> **Aim of the task**:
Would you write out the lines from the one containing "point: the person" to the end of the records below, exactly and in full, please?

Records from a collection:
[Start of Attachment]

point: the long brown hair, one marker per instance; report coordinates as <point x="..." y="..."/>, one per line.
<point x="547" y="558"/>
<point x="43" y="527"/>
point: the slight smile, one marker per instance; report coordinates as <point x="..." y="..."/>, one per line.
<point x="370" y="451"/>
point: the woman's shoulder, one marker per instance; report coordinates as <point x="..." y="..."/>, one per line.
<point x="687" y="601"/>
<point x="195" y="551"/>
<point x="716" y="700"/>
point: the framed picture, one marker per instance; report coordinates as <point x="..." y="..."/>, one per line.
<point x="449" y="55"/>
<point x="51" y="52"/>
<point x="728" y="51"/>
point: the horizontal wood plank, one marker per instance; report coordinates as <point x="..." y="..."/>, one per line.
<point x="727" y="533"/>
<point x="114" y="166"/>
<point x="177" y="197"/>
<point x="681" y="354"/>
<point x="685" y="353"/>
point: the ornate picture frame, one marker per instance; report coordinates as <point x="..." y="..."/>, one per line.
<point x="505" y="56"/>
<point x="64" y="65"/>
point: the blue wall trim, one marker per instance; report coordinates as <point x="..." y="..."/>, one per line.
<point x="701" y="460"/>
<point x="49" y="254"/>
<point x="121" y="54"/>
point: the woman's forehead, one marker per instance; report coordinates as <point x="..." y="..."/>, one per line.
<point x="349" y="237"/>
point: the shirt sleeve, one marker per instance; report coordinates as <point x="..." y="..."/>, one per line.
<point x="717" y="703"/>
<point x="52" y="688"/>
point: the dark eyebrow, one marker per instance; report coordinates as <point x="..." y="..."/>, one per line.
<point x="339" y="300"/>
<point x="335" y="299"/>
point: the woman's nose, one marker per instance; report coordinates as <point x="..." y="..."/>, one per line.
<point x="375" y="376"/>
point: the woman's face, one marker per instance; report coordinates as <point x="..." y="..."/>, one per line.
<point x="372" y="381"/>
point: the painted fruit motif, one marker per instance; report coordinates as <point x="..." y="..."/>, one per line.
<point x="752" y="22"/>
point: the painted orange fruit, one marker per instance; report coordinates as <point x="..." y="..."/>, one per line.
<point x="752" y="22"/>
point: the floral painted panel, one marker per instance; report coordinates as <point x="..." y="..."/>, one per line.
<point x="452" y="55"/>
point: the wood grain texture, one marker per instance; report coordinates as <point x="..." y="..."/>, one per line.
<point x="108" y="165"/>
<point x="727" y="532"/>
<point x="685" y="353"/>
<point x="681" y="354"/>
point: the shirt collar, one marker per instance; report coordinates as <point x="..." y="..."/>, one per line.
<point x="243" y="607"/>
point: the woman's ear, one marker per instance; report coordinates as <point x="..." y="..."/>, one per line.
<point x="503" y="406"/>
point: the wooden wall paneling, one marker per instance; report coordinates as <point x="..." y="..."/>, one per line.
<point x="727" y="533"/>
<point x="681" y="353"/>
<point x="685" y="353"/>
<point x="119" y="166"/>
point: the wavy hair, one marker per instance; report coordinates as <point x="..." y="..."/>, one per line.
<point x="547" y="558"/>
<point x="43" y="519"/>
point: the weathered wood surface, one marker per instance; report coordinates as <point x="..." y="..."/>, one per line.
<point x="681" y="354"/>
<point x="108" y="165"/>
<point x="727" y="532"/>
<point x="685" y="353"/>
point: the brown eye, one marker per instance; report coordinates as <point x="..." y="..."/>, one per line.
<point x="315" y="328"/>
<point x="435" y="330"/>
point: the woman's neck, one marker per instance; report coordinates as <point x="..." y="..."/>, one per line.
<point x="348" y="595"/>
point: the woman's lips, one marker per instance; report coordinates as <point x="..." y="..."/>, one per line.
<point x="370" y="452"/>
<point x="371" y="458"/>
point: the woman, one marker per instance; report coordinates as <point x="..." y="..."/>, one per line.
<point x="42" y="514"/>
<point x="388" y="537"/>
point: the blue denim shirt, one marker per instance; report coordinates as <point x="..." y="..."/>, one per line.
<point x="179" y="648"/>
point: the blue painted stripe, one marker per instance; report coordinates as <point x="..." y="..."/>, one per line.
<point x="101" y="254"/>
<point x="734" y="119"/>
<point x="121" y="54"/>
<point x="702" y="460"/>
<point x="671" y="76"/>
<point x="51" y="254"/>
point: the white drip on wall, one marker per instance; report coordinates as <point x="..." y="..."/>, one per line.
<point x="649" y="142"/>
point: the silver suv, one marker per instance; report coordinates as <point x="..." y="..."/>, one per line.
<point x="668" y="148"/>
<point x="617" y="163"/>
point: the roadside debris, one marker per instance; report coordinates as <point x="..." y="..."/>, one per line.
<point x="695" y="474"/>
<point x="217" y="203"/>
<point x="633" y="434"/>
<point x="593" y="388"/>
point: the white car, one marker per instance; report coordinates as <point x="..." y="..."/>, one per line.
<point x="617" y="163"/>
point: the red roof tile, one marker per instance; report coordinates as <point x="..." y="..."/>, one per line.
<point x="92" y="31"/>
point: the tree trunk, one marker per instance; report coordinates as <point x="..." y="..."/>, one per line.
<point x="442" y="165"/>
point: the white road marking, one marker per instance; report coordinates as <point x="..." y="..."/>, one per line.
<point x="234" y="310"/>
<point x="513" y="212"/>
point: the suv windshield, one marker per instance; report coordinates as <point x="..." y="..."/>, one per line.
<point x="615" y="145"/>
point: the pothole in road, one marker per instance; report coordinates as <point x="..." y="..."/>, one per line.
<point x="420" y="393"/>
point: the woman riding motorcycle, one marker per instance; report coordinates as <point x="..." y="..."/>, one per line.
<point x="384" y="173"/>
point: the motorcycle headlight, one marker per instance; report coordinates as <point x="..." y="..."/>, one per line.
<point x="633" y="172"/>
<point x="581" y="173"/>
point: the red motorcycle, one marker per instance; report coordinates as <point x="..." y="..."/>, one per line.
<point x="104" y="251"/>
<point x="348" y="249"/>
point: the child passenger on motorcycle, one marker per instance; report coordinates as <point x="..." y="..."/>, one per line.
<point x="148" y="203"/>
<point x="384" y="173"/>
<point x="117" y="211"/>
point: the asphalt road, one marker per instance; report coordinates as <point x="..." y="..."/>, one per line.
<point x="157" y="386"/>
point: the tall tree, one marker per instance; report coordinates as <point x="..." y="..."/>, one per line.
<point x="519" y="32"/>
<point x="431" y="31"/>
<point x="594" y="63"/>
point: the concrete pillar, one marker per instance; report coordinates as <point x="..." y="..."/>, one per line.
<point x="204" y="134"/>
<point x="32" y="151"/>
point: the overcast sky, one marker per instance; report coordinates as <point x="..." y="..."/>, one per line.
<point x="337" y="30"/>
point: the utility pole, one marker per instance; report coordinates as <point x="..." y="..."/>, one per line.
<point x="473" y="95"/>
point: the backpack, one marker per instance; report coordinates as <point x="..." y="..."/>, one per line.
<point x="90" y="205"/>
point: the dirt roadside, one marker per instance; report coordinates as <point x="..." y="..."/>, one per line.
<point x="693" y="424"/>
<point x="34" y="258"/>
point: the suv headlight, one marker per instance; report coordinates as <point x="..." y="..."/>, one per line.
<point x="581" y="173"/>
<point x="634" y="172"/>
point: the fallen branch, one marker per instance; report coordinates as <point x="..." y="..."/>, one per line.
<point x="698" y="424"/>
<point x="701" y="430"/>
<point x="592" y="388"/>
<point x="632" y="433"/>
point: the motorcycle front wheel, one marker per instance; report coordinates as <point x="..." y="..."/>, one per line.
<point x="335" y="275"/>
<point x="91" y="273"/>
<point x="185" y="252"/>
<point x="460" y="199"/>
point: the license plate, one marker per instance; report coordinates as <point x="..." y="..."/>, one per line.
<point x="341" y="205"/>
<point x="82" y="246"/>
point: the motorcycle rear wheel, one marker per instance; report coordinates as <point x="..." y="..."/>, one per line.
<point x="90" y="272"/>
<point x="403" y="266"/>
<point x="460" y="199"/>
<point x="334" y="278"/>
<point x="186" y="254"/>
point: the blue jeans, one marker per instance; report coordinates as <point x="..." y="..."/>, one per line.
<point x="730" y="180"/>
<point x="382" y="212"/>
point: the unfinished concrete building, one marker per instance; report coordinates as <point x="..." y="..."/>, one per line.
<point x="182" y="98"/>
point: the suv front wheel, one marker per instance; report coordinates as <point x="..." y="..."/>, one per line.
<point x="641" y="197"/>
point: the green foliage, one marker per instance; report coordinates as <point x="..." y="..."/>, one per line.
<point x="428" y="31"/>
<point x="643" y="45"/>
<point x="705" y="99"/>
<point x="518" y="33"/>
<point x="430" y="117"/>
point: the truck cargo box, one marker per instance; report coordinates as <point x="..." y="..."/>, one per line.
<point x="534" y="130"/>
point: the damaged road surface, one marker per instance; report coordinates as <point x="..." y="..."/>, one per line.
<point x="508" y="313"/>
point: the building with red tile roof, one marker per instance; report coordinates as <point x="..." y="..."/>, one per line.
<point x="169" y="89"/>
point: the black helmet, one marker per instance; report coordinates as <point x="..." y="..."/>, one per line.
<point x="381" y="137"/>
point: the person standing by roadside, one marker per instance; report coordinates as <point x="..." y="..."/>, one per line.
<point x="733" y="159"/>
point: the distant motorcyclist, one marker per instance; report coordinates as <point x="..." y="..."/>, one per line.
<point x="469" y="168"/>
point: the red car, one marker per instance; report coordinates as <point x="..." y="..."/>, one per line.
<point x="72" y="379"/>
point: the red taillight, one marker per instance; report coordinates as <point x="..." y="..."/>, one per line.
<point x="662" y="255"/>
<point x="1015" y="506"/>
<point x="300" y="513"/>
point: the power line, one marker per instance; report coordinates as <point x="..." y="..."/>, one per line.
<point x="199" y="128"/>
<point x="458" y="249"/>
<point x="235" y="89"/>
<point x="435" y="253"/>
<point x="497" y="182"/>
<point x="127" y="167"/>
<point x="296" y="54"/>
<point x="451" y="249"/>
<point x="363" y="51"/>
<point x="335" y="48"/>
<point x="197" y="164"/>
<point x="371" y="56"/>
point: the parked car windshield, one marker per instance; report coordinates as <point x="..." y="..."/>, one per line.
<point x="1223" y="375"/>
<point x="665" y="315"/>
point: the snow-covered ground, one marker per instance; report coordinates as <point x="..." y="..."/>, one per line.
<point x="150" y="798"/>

[End of Attachment]

> **Output of the task**:
point: the person standing by roadside, one marker per instance; report coordinates as <point x="..." y="..."/>, one per line.
<point x="733" y="159"/>
point: the distant motorcyclist, one marker per instance; report coordinates as <point x="..." y="..."/>, one per line.
<point x="469" y="168"/>
point: the red car, one marker per instance; report coordinates as <point x="..." y="..."/>, one per line.
<point x="72" y="379"/>
point: the red taillight, one marker per instance; report coordinates as <point x="..." y="..."/>, one per line.
<point x="662" y="255"/>
<point x="1015" y="506"/>
<point x="300" y="513"/>
point: the power line, one marker per instance; report coordinates as <point x="..." y="..."/>, one per line.
<point x="199" y="128"/>
<point x="458" y="249"/>
<point x="235" y="89"/>
<point x="435" y="253"/>
<point x="497" y="182"/>
<point x="127" y="167"/>
<point x="296" y="54"/>
<point x="451" y="249"/>
<point x="363" y="51"/>
<point x="335" y="48"/>
<point x="197" y="164"/>
<point x="371" y="56"/>
point: the parked car windshield, one marker per instance; report coordinates as <point x="..." y="..."/>, one per line.
<point x="1223" y="375"/>
<point x="665" y="315"/>
point: the snow-covered ground, one marker per instance; report coordinates as <point x="..." y="..."/>, one per line.
<point x="150" y="798"/>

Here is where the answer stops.